Give the records again, every one, exactly.

Information shown START

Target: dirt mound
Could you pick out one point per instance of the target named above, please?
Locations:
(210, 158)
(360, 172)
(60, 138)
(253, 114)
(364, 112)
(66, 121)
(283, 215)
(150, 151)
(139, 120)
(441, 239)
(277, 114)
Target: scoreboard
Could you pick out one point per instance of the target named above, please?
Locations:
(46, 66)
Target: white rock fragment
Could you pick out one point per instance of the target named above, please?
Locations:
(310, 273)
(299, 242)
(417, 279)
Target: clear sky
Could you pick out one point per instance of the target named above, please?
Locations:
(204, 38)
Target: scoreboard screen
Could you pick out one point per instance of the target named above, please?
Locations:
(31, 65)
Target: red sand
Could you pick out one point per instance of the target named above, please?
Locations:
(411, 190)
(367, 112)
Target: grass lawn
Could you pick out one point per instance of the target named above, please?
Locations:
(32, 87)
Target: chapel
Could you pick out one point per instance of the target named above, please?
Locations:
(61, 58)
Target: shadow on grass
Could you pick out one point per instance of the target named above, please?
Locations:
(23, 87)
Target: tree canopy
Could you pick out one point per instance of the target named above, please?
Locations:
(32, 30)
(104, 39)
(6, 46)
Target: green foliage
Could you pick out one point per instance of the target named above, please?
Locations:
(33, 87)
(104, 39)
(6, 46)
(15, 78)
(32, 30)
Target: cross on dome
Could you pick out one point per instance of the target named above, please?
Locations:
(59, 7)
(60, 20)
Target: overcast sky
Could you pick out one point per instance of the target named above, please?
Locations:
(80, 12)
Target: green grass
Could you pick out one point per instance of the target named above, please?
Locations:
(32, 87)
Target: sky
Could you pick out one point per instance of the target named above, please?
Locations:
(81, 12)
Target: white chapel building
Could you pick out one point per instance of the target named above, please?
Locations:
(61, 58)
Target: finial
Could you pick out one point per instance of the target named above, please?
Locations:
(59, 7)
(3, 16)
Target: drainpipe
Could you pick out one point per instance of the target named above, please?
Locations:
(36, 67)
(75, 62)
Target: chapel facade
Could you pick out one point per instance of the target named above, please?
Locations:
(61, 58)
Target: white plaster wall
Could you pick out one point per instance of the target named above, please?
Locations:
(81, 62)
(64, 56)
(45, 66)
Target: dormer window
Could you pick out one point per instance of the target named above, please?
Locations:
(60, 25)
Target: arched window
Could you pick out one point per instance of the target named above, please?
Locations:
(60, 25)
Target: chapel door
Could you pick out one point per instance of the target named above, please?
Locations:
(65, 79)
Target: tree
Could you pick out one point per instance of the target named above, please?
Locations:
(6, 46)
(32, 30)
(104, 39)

Information shown END

• Answer area:
Target: dirt mound
Could you pick out one point per instance of the target named above, please?
Locations:
(210, 158)
(360, 172)
(60, 138)
(253, 114)
(364, 112)
(66, 121)
(283, 215)
(150, 151)
(139, 120)
(441, 239)
(277, 114)
Target: scoreboard
Could you pick out one point per instance of the target named above, please?
Locations:
(46, 66)
Target: white rock fragment
Could you pick out one point per instance of the target named above, please?
Locations:
(310, 273)
(299, 242)
(417, 279)
Target: clear sky
Could you pick out one point per instance of the target named above, please?
Locations:
(204, 38)
Target: scoreboard screen
Could you pick out one point per instance of the target named above, please?
Locations:
(31, 65)
Target: red sand
Could you pick out one point per instance of the target named above, please?
Locations:
(411, 190)
(367, 112)
Target: grass lawn
Could you pick out one point per instance of the target named above, please?
Locations:
(32, 87)
Target: chapel
Could you pick out one point per instance of the target named above, please?
Locations:
(61, 58)
Target: shadow on grass
Could you pick out one point per instance of the target named above, please?
Locations:
(23, 87)
Target: tree canopy
Could you pick out one point per instance of the target named above, please?
Locations:
(32, 30)
(104, 39)
(6, 46)
Target: green foliage
Could you pick out one point per instance of the target named above, please?
Locations:
(33, 87)
(104, 39)
(6, 46)
(15, 78)
(32, 30)
Target: cross on dome
Could you pick out one point per instance of the target named above, please?
Locations:
(59, 7)
(60, 20)
Target: overcast sky
Could you pick out one point per instance of the target named above, please?
Locations:
(80, 12)
Target: green grass
Could you pick out one point per instance of the target named above, please?
Locations:
(32, 87)
Target: sky
Could you pick out one point per instance of the target named above, please?
Locations:
(81, 12)
Target: white chapel building
Could you pick out one point per instance of the target named above, please?
Locations:
(61, 58)
Target: finial
Could you pick out one point per instance of the target named above, please?
Locations:
(59, 7)
(3, 16)
Target: drainpipe
Could you pick out one point per instance of the target named above, please?
Locations:
(36, 67)
(75, 62)
Target: chapel facade
Could you pick out one point per instance of the target named above, please?
Locations:
(61, 58)
Target: white plaster wall
Could you pick out one point per instance of the target named above, please?
Locations:
(81, 62)
(64, 56)
(45, 66)
Target: dormer window
Could you pick out one point per instance of the target named above, please?
Locations:
(60, 25)
Target: arched window
Could you pick out one point per instance of the target named above, please?
Locations:
(60, 25)
Target: chapel door
Could you pick out one point per instance of the target named above, please?
Locations:
(65, 79)
Target: tree
Could you pick out one point per instance of the target named above, please?
Locations:
(6, 46)
(32, 30)
(104, 39)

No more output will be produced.